• **Textauszug**:

Ja, wollte mir noch die beiden 120er Gehäuselüfter in der Front durch zwei Noiseblocker NB-eLoop Lüfter ersetzen,dann kommt noch ein bisschen Frischluft rein.Das Gehäuse selber werde ich dämmen und nur die beiden Frontlüfter und die Netzteilöffnung freilassen (Staubschutz davor) und dann denke ich , dass ich ein leises System habe.
Ich selber habe nach CPU Kühlern geschaut , die bei 50% Auslastung 0,1 Sone fabrizieren.Bei den Asrock Boards wird ja immer die träge Lüftersteuerung bemängelt.


----------



## FeuerToifel (13. Januar 2013)

*AW: Leiser CPU Kühler für FM2 Sockel (HTPC) gesucht*

die lüftersteuerung von asrock regelt auch nur in einem sehr geringen bereich. oder ist das bereits mit "träge" gemeint? mein cpu-lüfter dreht auf niedrigster stufe mit knapp 950rpm, bei voller geschwindigkeit mit etwas unte 1500rpm


----------



## Sanyassin (13. Januar 2013)

*AW: Leiser CPU Kühler für FM2 Sockel (HTPC) gesucht*

Musste kurz noch mal nachschauen, aber wurde bei PCGH ja auch schon  gezeigt :

Thermalright AXP-100: Low-Profile-CPU-Kühler für rund 45 Euro

Flach, variabel aufgrund der durchdachten Lüfter-Befestigung und auch noch gut in in der Kühlung :

Test: Thermalright AXP-100 - hardwaremax.net

die Reviews auf italienisch und spanisch poste ich mal nicht.. nur soviel ... es gab in zwei Tests vier Awards.


----------



## wobbes (14. Januar 2013)

*AW: Leiser CPU Kühler für FM2 Sockel (HTPC) gesucht*

der Macho passt hab ich selber verbaut wie FeuerToifel schon richtig gesagt hat leider nur 90`gedreht mit flachen Ram beidseitig mit meinem Corsair HP leider nur richtung PCI slot aber egal da ich nur onboard Grafik nutzte .......

• **Datensatzauszüge**:
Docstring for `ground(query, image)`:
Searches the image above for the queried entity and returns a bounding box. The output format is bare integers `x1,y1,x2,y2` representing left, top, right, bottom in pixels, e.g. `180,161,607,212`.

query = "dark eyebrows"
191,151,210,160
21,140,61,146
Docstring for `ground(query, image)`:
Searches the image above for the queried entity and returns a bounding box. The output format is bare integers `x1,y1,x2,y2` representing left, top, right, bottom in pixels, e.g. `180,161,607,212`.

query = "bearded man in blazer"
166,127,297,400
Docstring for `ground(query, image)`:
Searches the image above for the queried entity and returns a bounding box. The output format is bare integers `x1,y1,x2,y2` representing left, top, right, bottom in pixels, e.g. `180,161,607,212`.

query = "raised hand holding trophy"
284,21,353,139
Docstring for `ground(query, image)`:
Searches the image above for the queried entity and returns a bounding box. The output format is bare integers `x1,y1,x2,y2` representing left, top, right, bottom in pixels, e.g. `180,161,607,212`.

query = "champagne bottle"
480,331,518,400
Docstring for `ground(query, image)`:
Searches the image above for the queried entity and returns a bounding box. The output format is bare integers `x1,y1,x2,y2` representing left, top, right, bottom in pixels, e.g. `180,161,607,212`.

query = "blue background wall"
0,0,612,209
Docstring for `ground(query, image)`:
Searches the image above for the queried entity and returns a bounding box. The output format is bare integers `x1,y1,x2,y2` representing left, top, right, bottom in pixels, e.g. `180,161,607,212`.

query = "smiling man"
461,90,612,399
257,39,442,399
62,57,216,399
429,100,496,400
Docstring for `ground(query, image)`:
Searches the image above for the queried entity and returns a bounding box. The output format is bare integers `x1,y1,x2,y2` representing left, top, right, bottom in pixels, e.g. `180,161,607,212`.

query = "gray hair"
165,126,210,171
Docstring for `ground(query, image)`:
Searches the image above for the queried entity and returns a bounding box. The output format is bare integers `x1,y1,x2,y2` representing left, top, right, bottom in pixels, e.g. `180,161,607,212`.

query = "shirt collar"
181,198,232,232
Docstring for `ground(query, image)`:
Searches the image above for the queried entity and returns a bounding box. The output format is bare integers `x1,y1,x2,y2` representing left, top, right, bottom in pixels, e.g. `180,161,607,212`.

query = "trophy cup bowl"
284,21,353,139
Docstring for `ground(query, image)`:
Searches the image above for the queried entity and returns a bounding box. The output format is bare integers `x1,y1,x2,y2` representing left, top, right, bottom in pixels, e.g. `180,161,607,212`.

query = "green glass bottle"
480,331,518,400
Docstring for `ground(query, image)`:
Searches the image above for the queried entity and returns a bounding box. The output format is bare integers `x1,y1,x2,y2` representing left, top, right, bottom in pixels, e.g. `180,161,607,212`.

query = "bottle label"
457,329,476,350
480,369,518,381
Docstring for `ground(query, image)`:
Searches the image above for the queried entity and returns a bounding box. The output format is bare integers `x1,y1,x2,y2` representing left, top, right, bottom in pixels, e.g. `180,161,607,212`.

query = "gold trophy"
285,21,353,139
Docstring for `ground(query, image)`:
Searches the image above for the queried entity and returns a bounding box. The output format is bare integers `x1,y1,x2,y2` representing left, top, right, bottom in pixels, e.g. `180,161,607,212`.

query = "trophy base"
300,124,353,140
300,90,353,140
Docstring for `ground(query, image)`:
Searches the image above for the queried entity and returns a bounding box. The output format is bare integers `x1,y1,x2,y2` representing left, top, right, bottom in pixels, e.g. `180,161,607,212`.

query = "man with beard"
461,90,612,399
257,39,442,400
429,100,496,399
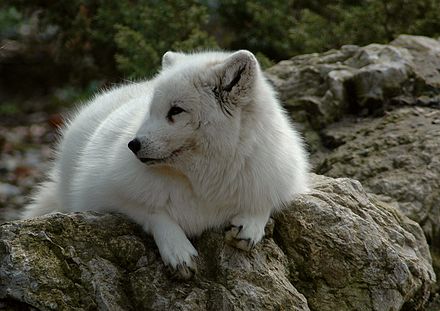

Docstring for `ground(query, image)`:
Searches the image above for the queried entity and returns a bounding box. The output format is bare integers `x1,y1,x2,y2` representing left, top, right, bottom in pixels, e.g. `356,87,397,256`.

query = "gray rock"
266,35,440,136
274,176,435,311
316,107,440,247
0,176,435,310
0,213,309,311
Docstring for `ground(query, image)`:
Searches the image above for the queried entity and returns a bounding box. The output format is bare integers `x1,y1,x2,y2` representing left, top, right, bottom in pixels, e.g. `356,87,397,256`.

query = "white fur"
24,51,308,276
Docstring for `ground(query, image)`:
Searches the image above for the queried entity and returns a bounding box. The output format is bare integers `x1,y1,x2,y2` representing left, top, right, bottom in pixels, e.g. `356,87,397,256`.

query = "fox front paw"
225,215,268,252
225,225,257,252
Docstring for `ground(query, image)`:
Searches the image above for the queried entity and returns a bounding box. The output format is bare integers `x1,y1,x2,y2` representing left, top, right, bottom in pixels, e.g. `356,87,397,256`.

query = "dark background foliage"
0,0,440,115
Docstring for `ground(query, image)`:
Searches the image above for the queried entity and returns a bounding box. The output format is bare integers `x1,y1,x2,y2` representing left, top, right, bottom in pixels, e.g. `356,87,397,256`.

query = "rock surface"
0,176,435,311
316,107,440,246
267,35,440,151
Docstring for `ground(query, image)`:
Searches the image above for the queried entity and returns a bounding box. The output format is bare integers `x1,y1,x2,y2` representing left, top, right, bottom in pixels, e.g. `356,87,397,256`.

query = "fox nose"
128,138,141,154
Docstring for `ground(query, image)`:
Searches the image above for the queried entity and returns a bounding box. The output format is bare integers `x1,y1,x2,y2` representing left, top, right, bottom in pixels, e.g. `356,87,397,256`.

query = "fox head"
128,50,265,166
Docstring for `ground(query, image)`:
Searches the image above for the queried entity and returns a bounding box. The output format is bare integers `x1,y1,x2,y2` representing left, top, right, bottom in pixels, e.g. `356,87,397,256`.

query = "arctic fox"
23,50,309,278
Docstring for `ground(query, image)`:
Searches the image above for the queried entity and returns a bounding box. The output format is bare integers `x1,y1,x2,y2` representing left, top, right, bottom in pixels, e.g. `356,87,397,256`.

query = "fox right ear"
162,51,184,68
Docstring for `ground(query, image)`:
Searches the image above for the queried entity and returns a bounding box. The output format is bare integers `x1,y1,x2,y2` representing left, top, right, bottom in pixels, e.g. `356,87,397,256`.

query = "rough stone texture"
0,176,435,311
317,107,440,246
274,176,435,311
267,35,440,151
0,213,309,311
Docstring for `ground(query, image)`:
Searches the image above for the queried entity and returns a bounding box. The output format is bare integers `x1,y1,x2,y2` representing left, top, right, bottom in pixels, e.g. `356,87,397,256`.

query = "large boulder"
274,176,435,311
0,176,435,311
266,35,440,150
316,107,440,247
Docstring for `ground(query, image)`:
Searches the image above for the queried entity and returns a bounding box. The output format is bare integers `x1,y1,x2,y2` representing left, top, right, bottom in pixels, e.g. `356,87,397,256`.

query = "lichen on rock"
0,176,435,310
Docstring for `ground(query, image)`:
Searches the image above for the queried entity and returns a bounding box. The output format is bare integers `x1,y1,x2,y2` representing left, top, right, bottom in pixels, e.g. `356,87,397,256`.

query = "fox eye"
167,106,186,122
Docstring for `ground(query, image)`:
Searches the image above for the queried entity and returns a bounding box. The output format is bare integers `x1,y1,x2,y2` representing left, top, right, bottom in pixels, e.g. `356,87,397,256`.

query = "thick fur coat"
24,51,308,278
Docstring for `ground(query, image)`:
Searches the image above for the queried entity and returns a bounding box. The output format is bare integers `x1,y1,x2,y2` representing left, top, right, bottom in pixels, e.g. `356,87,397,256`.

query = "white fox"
23,50,309,279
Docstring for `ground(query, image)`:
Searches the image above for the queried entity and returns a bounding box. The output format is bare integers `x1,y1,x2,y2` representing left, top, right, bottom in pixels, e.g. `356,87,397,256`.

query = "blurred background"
0,0,440,219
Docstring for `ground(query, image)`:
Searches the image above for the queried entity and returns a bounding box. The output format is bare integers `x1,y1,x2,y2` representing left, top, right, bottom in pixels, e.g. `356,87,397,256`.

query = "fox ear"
162,51,184,68
219,50,258,96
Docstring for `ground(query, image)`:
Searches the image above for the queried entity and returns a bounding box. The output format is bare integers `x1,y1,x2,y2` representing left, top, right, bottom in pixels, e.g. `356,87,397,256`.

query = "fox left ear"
162,51,185,68
217,50,258,98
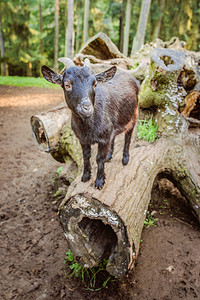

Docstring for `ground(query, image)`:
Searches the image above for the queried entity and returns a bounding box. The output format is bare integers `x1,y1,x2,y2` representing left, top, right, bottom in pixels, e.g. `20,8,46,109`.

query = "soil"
0,86,200,300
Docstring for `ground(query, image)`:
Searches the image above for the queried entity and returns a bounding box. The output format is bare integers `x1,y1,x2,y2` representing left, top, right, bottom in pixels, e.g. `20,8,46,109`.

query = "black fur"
42,66,139,189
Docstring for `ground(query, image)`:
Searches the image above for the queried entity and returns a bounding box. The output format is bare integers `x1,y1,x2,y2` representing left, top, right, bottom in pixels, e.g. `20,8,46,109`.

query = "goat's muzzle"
77,98,94,118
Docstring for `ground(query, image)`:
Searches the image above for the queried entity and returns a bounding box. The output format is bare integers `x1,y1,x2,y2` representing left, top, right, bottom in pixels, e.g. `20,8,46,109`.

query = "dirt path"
0,86,200,300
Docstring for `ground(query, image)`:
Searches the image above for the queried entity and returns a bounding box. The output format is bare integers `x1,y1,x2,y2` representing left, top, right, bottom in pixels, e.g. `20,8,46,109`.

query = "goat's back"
95,72,139,131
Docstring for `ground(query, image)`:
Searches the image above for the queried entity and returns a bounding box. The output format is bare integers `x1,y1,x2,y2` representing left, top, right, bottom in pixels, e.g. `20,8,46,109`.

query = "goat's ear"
96,66,117,82
41,66,63,85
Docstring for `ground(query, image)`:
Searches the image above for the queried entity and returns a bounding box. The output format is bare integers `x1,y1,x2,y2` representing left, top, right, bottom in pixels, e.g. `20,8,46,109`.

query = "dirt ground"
0,86,200,300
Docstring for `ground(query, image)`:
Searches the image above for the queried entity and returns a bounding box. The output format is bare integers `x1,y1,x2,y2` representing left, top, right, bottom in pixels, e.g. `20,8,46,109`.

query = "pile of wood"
31,33,200,277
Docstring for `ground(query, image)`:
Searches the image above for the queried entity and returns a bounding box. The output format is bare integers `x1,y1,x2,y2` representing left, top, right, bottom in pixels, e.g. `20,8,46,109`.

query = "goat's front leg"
81,145,91,182
95,143,110,190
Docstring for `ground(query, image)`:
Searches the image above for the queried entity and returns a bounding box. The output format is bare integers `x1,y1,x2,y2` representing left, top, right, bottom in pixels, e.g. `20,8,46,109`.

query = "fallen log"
32,49,200,277
30,105,81,167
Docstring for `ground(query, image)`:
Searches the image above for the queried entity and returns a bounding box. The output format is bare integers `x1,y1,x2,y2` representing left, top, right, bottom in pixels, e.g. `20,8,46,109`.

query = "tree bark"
39,0,44,55
0,16,8,76
152,0,165,41
32,49,200,277
118,0,126,52
83,0,90,44
65,0,74,59
123,0,132,56
54,0,59,72
131,0,151,55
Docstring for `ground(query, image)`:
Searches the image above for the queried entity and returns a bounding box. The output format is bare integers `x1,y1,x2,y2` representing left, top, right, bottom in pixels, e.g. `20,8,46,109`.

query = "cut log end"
59,194,134,277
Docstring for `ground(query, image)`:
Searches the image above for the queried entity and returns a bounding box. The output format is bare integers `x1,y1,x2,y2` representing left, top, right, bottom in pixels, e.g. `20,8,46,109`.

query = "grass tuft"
137,116,158,142
0,76,58,88
64,250,116,292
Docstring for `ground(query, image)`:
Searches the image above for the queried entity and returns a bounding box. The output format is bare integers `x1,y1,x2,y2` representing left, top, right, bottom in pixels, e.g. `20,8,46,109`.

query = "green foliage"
144,212,158,228
56,166,63,176
137,116,158,142
0,76,59,88
64,250,116,291
0,0,200,76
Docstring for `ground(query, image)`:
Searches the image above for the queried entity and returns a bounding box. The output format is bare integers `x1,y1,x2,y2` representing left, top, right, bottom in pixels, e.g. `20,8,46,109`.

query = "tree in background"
54,0,59,72
83,0,90,44
123,0,132,56
0,15,8,76
65,0,74,58
0,0,200,76
131,0,151,55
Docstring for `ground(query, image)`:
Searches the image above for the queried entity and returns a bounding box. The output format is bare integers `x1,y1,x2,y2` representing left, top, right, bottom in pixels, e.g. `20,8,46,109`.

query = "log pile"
31,36,200,277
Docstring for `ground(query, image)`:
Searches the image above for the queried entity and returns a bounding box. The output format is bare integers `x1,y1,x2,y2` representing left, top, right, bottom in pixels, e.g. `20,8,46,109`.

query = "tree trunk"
152,0,165,41
32,49,200,277
65,0,74,59
131,0,151,55
83,0,90,44
54,0,59,72
39,0,44,55
0,16,8,76
123,0,132,56
119,0,126,52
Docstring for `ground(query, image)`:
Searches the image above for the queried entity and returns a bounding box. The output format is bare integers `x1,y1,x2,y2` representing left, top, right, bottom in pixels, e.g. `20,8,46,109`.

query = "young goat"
42,59,139,189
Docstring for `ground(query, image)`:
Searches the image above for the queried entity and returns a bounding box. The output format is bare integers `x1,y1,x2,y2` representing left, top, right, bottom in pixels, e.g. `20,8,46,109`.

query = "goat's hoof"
106,153,112,162
81,172,90,182
122,155,129,166
95,177,105,190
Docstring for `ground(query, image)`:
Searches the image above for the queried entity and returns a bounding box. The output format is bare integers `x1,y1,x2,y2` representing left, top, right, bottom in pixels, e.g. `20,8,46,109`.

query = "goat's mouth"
77,105,94,118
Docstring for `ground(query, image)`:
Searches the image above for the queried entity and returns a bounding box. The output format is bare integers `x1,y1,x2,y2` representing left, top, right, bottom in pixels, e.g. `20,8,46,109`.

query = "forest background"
0,0,200,77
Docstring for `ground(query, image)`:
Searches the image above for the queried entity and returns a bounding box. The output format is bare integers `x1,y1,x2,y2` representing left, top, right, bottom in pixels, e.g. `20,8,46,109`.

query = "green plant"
56,167,63,176
0,76,57,88
64,250,116,291
137,116,158,142
144,212,158,228
53,190,62,198
129,62,139,70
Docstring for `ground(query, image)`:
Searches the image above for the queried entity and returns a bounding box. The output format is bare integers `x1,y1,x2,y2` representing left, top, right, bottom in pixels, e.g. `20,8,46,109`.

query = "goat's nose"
81,98,93,117
82,103,91,110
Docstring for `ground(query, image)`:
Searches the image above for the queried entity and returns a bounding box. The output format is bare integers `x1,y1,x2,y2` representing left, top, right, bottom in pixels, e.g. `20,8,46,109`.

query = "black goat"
42,59,139,189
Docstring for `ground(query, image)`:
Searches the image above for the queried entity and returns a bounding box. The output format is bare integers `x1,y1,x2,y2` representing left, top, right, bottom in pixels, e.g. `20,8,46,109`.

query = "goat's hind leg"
122,128,133,165
95,143,109,190
106,138,115,161
81,145,91,182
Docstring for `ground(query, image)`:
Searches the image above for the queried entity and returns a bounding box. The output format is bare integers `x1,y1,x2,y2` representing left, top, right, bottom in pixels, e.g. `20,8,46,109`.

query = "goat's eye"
93,81,97,90
65,82,72,91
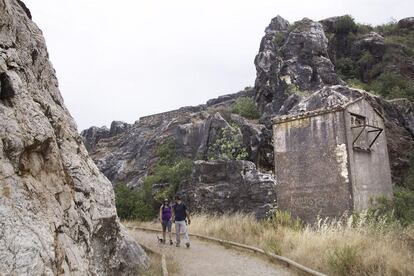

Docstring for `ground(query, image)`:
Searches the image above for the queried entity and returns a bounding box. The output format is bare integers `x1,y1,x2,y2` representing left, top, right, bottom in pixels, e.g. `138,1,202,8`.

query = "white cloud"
25,0,414,130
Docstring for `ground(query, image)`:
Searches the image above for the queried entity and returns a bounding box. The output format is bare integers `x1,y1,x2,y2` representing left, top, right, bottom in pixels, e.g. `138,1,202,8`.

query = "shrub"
357,51,375,70
357,23,374,34
115,184,155,221
208,125,249,160
328,245,362,276
268,210,303,231
232,97,260,119
336,57,357,79
374,20,399,36
115,139,192,221
335,15,358,35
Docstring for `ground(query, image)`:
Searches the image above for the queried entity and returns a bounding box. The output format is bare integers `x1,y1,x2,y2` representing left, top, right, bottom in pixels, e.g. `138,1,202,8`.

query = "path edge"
126,226,327,276
137,239,168,276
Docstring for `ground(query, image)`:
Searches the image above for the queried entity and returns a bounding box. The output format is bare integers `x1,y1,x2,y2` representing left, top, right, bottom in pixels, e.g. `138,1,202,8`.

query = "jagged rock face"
255,16,343,114
82,90,273,190
0,0,147,275
255,16,414,183
289,85,414,183
398,17,414,30
181,161,277,218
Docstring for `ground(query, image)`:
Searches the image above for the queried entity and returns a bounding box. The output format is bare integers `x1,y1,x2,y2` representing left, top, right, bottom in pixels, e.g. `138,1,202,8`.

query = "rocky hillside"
82,16,414,218
0,0,147,275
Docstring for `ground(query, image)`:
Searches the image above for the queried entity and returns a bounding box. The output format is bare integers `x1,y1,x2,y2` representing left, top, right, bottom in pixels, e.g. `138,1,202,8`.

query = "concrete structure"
273,97,392,221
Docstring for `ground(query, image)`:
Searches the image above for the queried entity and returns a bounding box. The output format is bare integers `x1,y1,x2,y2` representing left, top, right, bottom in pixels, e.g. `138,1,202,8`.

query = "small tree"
232,97,260,119
208,125,249,160
335,15,358,35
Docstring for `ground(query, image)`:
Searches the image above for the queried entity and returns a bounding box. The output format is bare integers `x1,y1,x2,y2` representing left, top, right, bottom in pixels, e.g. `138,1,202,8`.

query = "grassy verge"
138,252,162,276
129,214,414,275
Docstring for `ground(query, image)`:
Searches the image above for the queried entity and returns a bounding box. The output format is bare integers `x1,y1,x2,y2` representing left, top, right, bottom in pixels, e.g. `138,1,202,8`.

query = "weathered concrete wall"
345,100,392,210
273,111,352,221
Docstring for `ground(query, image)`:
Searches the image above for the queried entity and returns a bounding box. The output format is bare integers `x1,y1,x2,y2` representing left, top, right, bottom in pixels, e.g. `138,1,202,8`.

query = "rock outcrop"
181,161,277,218
82,16,414,219
255,16,414,183
0,0,147,275
82,90,273,190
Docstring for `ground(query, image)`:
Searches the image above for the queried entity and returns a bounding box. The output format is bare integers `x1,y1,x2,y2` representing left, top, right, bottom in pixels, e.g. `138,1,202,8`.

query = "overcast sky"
24,0,414,130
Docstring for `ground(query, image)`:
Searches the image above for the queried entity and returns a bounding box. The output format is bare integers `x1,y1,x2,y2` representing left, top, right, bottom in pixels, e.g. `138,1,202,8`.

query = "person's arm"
171,206,175,222
185,205,191,224
160,205,162,222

• **Aufgaben**:
[A] Beantworte anhand des Forenauszugs über leise CPU-Kühler:
(i) Durch welche Lüfter sollen die beiden 120er Gehäuselüfter in der Front ersetzt werden?
(ii) Mit welcher Drehzahl läuft FeuerToifels CPU-Lüfter auf niedrigster Stufe?
(iii) Wie viele Awards gab es laut Sanyassin in zwei Tests?
[B] Schreibe den Forenauszug über leise CPU-Kühler für den FM2-Sockel weiter.
Für diese Aufgaben sind die Datensätze ohne Belang.

• **Antworten**:
[A]
(i) Durch zwei Noiseblocker NB-eLoop Lüfter.
(ii) Mit knapp 950 rpm.
(iii) Vier.

[B]
dafür habe ich einen Enermax Cluster 120mm an der seite draufgeschnallt der jetzt frisch luft vom seitenteil zieht funktionert ganz gut allerdings kann man den Hecklüfter nicht mehr montieren wenn der Macho gedreht ist da nur noch ca. 22mm luft ist,
aber über dem Macho habe ich noch ein 120mm montiert passt mit 1 mm luft und vorne 140 mm momentan für mich war es wichtig ruhe reinzubekommen.
120mm Enermax Stufe 2 vom Mainboard und die Bequiets an 5 volt ....

P.S :im 2ten prodigy ist ein Silver Arrow semi passiv


----------



## FeuerToifel (14. Januar 2013)

*AW: Leiser CPU Kühler für FM2 Sockel (HTPC) gesucht*

@wobbes: du kannst in die rückseite einen 15mm dicken lüfter einbauen, falls es nötig sein sollte. scythe slip stream slim oder prolimatechs neuer slim-lüfter


----------



## wobbes (14. Januar 2013)

*AW: Leiser CPU Kühler für FM2 Sockel (HTPC) gesucht*

ich weiß wollte es aber nicht übertreiben mit der kiste daddel ich nicht .......soll nur ruhig sein und .....
bischen surfen,skypen usw ...


----------



## Interstate67 (14. Januar 2013)

*AW: Leiser CPU Kühler für FM2 Sockel (HTPC) gesucht*

Danke für die bisherigen Antworten.Frage jetzt mal aus Inter. , habe ja schon den Xigmatek Kühler erwähnt , aber bisher nichts dazu gehört - ist der so schlecht , oder passt der nicht , oder hat einfach keiner Erfahrung damit.
Ist der Macho eigentlich ein Auslaufmodell oder so , denn bei den Anbietern meiner Wahl ist der nicht/zur Zeit nicht lieferbar.


----------



## Sanyassin (14. Januar 2013)

*AW: Leiser CPU Kühler für FM2 Sockel (HTPC) gesucht*

Also eigentlich sieht "nicht lieferbar" anders aus 

Thermalright HR-02 Macho Rev. A (BW) Preisvergleich | Geizhals Deutschland

oder wen hast Du als bevorzugte Versender ?


----------



## Interstate67 (15. Januar 2013)

*AW: Leiser CPU Kühler für FM2 Sockel (HTPC) gesucht*

Ich hatte Caseking und Alternate gemeint (bei Alternate aber wider verfügbar).Bei den Shops aus Willhelmshaven bestelle ich nichts , da erst ne Registrier erforderlich sein soll (bei Nachnahme).
Hoffe nur , dass das stimmt das FM1 Kühler auf den Sockel FM2 passen - Alternate schreibt nämlich , dass das nicht geht!


----------



## Adi1 (15. Januar 2013)

*AW: Leiser CPU Kühler für FM2 Sockel (HTPC) gesucht*

Wenn der Kühler in den Sockel FM1 passt, geht er auch in den Sockel FM2 rein .


----------



## FeuerToifel (15. Januar 2013)

*AW: Leiser CPU Kühler für FM2 Sockel (HTPC) gesucht*

die kühlerbefestigung hat sich seit sockel am2 nicht geändert.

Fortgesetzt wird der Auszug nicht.